- AUFGABE -
Schreiben Sie aus dem Artikel über saure Muscheln den Abschnitt wortgetreu ab, der mit „Was die Kameras“ beginnt und bis einschließlich „ihm die Schale.“ reicht.

- ANGEZEIGTER TEXT -

------------------------

Archiv


Saure Muscheln

Umwelt. - Steigt der Kohlendioxid-Gehalt in der Luft, wird das Meerwasser saurer, was wiederum viele Lebewesen, die beispielsweise Kalk für den Aufbau ihrer Schalen brauchen, nicht gut vertragen werden. Inzwischen mehren sich die Hinweise der ersten Auswirkungen auf die maritimen Ökosysteme.

Von Dagmar Röhrlich |
    Es ist nichts anderes als flüssiges Kohlendioxid, was da aus der Champagner-Quelle am Eifuku-Vulkan strömt. Langsam wie Gelee löst es sich in 1600 Metern Tiefe aus dem Meeresboden - und lässt ein äußerst ungewöhnliches Ökosystem entstehen. Der Eifuku ist ein natürliches Labor für die Ozeane der Zukunft, denn die Kohlensäure verwandelt dort das normalerweise mehr oder weniger basische Meerwasser in Säure. Eigentlich sollten Lebewesen mit Kalkschalen in einer solchen Umgebung nicht überleben: Ihre Schalen müssten sich einfach auflösen. Und trotzdem gibt es dort Muscheln:

    "Diese Muscheln Bathymodiolus brevior leben an Stellen, wo dicke Strahlen von flüssigem Kohlendioxid aus der Erde strömen. Sie sitzen sogar dicht an dicht in riesigen Kolonien. Allerdings gibt es dort nur sehr wenige junge Muschel, was uns zeigt, wie schwierig unter diesen Bedingungen die Fortpflanzung sein muss. Vielleicht gelingt das nur, wenn der Kohlendioxidfluss aus der Quelle einmal nachlässt. Das ist verrückt."

    Was die Kameras der unbemannten Tauchroboter an Bildern an die Oberfläche lieferten, hatten die Biologen nicht erwartet, erklärt Kimberley Davies von der Dalhousie University im kanadischen Halifax. Was fehlte, waren leere Muschelschalen von toten Tieren:

    "Die wenigen toten Muscheln deuten darauf hin, dass sich die Muscheln schnell nach ihrem Tod auflösen. Von den Tieren, die erst vor kurzem gestorben waren, blieb nur das Muskelfleisch übrig, die Schale hatte sich bereits aufgelöst."

    Denn die Muschel produziert solange sie lebt einen schützenden Überzug, der sie vor der Auflösung bewahrt. Sobald sie stirbt, löst sich dieser Überzug auf - und mit ihm die Schale.

------------------------

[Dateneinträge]
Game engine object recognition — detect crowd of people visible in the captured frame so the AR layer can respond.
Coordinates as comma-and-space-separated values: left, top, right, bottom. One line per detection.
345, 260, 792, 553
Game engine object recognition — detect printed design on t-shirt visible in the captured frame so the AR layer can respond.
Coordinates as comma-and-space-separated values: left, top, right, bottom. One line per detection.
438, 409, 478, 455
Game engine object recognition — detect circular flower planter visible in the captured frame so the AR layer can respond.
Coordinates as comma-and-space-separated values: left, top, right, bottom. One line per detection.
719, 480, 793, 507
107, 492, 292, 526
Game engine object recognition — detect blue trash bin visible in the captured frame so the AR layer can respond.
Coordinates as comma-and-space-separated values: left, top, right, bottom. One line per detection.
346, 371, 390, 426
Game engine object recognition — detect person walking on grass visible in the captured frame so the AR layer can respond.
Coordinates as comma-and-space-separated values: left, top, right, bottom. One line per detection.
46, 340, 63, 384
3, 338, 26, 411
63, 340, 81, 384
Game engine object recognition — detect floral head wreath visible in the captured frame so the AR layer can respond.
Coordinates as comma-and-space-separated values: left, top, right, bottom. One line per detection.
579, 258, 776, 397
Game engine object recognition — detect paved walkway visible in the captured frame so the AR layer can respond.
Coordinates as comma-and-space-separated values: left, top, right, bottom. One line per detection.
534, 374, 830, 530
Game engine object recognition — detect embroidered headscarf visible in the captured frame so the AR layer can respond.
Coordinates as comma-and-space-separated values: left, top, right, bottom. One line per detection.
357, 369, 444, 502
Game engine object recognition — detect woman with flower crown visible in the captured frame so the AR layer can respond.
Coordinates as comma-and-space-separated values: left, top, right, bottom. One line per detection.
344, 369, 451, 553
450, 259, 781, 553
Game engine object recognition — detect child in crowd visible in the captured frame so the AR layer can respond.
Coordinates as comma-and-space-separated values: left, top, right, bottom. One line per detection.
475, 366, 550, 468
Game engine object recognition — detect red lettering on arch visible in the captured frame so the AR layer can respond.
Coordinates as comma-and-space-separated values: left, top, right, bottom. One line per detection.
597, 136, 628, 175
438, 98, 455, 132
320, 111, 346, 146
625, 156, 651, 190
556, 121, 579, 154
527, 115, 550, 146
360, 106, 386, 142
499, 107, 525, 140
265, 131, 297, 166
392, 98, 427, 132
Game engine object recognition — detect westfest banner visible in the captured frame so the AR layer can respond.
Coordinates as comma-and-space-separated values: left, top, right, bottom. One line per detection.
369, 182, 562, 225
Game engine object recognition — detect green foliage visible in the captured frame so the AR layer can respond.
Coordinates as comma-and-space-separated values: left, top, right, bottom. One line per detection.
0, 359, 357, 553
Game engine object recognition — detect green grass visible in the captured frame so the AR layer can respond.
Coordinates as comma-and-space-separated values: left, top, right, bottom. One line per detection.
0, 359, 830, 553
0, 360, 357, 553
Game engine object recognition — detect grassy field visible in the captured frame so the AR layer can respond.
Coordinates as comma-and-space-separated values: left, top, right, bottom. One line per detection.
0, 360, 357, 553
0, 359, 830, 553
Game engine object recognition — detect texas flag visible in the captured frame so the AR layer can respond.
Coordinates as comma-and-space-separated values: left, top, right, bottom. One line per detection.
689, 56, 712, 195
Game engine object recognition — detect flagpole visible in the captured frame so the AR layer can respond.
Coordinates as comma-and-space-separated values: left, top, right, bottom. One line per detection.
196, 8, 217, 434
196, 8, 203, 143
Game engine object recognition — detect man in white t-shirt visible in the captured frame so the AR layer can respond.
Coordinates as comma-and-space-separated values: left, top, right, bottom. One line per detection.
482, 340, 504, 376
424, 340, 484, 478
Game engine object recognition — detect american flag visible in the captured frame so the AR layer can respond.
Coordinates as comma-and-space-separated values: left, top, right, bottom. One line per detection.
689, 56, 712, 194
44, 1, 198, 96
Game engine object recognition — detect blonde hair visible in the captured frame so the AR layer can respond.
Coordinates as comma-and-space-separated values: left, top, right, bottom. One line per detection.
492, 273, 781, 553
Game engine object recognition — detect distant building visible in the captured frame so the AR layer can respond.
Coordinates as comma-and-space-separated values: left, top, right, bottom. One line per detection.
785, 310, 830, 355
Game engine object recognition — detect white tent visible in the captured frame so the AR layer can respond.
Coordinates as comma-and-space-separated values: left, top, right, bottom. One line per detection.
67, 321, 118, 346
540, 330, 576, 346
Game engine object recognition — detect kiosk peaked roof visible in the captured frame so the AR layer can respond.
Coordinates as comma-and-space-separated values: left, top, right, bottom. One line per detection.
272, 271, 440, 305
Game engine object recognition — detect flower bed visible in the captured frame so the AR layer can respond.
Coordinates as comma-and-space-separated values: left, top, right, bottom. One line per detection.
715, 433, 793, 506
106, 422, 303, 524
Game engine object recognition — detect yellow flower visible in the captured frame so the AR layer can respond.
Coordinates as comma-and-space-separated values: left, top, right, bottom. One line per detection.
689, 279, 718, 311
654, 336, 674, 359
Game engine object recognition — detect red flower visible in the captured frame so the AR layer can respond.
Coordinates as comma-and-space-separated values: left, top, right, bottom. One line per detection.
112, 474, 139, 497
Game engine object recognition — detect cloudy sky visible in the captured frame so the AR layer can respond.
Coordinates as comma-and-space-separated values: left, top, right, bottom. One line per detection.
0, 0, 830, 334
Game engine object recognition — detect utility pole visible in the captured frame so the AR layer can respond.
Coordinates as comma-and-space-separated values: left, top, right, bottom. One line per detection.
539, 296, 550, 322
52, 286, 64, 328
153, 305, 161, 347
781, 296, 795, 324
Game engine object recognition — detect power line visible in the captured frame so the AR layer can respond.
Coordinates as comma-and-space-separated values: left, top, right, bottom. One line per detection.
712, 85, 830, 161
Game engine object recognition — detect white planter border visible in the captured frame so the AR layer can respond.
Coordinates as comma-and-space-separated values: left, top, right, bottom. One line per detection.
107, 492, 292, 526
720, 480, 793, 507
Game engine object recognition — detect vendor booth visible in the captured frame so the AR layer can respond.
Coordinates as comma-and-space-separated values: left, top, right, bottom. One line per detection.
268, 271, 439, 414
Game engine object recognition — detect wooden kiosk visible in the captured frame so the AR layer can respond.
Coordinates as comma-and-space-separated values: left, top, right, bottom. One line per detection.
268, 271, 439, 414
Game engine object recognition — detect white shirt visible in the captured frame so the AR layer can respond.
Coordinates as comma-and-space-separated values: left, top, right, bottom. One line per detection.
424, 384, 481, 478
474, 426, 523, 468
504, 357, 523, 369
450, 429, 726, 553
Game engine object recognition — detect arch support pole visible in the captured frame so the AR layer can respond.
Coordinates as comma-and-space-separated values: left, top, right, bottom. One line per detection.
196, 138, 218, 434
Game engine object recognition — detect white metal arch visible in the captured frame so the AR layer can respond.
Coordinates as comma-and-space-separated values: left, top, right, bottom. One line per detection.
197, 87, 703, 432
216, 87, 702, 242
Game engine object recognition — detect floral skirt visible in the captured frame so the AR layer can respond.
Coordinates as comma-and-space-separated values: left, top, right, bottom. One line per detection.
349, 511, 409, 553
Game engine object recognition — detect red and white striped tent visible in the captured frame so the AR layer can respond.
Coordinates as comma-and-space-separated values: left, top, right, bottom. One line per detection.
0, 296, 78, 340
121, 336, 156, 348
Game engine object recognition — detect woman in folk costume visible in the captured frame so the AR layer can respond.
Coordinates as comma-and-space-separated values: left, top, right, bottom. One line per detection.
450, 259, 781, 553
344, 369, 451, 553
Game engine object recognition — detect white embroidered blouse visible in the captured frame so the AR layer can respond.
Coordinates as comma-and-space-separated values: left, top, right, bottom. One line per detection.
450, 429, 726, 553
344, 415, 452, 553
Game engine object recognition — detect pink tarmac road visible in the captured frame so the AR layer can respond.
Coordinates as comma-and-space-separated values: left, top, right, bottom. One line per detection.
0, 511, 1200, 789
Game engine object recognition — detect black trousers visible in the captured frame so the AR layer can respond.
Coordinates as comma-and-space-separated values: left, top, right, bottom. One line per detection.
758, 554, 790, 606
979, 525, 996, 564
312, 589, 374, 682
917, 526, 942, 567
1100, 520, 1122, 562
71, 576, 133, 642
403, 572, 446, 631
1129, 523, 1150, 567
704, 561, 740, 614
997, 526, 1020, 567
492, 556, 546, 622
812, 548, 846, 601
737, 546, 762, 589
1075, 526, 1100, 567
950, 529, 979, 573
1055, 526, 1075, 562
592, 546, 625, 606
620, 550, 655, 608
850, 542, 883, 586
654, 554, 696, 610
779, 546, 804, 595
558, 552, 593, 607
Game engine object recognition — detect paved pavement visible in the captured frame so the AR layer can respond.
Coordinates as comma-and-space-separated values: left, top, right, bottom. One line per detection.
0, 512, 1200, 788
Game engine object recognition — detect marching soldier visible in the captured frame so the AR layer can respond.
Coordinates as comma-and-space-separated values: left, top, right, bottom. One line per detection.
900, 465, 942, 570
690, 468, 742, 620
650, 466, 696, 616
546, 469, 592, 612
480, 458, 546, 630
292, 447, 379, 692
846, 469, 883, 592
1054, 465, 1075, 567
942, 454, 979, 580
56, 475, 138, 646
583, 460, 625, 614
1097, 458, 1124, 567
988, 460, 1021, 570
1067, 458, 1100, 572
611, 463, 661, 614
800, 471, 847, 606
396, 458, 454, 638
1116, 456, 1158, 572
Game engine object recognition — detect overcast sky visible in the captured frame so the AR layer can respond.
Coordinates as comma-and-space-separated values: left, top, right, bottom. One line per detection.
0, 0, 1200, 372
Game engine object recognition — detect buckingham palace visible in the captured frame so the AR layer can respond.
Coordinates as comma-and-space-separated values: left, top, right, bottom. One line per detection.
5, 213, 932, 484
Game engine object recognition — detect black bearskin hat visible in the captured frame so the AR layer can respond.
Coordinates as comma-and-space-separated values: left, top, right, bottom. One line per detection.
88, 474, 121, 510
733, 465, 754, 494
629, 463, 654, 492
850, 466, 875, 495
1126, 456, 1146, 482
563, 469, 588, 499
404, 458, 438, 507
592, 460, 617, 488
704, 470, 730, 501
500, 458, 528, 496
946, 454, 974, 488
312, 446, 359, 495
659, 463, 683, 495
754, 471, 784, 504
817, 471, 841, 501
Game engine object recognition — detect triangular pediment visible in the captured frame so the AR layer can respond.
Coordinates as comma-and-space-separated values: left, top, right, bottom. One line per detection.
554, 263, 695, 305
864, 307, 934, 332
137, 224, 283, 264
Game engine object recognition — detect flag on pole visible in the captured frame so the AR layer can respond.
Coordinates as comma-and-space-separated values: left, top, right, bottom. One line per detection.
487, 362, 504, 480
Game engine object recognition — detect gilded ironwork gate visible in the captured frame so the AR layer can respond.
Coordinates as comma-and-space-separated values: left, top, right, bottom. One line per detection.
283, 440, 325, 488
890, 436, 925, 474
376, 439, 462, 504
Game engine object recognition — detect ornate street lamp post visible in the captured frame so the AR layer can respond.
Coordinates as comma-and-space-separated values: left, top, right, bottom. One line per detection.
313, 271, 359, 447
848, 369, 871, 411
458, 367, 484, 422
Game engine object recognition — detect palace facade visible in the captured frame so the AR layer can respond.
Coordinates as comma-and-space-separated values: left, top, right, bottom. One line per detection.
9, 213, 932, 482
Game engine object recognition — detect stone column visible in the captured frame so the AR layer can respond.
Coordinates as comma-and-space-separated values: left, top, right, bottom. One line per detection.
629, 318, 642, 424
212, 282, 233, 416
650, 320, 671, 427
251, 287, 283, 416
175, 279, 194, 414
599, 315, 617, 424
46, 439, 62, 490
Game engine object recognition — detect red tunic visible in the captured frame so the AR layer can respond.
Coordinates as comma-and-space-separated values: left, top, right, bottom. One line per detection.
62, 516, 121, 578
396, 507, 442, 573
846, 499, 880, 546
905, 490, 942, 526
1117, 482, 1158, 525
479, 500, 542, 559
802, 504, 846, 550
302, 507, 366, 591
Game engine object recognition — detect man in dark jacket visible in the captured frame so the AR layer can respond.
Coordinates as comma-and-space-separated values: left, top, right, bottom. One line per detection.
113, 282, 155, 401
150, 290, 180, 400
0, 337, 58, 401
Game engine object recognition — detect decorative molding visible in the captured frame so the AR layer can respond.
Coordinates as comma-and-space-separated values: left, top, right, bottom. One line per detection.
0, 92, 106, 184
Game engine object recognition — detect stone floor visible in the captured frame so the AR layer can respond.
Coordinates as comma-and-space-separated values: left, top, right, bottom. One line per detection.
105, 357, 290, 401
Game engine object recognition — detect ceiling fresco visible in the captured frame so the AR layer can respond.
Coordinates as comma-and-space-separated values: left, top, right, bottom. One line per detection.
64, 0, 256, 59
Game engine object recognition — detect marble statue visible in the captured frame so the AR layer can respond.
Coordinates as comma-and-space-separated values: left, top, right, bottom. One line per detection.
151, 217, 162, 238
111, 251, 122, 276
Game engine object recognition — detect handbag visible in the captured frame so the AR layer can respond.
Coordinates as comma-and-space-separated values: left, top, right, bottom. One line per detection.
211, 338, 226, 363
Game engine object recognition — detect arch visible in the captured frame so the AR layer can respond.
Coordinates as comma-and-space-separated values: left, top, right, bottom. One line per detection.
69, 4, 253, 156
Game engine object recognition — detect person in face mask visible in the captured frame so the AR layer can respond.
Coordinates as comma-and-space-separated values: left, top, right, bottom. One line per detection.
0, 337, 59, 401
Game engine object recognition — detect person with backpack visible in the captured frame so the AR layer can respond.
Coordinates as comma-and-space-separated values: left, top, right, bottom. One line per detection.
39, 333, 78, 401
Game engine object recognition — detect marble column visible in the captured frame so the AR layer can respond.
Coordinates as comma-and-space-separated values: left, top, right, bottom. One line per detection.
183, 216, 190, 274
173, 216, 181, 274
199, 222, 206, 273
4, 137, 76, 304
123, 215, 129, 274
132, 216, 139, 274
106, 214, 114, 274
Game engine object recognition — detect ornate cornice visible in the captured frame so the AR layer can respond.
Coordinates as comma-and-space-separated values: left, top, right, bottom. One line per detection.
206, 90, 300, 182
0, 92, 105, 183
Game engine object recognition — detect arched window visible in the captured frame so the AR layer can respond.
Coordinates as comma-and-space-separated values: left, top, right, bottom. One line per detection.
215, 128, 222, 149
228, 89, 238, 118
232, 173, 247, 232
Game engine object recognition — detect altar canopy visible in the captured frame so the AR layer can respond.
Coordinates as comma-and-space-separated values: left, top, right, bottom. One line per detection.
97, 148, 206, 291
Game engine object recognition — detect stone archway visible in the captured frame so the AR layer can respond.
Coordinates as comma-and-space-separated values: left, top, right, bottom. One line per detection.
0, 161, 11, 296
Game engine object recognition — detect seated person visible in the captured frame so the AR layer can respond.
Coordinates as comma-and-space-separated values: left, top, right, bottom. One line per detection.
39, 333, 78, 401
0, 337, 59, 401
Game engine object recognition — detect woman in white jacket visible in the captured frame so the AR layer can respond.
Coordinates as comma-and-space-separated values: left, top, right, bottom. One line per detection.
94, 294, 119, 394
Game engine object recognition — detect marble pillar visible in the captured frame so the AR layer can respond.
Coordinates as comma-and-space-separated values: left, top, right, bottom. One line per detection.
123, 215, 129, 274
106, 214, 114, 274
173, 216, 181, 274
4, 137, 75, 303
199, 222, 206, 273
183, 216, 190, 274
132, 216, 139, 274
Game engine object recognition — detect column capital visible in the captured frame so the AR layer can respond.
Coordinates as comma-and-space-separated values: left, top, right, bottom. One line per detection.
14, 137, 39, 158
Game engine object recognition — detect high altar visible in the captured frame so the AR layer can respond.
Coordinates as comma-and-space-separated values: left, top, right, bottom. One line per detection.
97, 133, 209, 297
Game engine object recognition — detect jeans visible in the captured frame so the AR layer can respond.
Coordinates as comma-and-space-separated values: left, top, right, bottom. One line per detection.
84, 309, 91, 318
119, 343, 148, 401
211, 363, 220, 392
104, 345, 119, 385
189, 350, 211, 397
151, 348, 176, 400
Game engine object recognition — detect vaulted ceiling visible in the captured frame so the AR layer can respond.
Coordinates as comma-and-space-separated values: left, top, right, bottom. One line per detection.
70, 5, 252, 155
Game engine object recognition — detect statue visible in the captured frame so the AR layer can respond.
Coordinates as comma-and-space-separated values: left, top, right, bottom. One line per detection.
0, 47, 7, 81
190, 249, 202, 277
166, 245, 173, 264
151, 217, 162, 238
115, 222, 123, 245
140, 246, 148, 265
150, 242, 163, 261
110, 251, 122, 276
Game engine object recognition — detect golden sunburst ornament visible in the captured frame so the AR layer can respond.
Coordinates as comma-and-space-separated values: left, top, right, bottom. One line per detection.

------------------------

- LÖSUNG -
Was die Kameras der unbemannten Tauchroboter an Bildern an die Oberfläche lieferten, hatten die Biologen nicht erwartet, erklärt Kimberley Davies von der Dalhousie University im kanadischen Halifax. Was fehlte, waren leere Muschelschalen von toten Tieren:

    "Die wenigen toten Muscheln deuten darauf hin, dass sich die Muscheln schnell nach ihrem Tod auflösen. Von den Tieren, die erst vor kurzem gestorben waren, blieb nur das Muskelfleisch übrig, die Schale hatte sich bereits aufgelöst."

    Denn die Muschel produziert solange sie lebt einen schützenden Überzug, der sie vor der Auflösung bewahrt. Sobald sie stirbt, löst sich dieser Überzug auf - und mit ihm die Schale.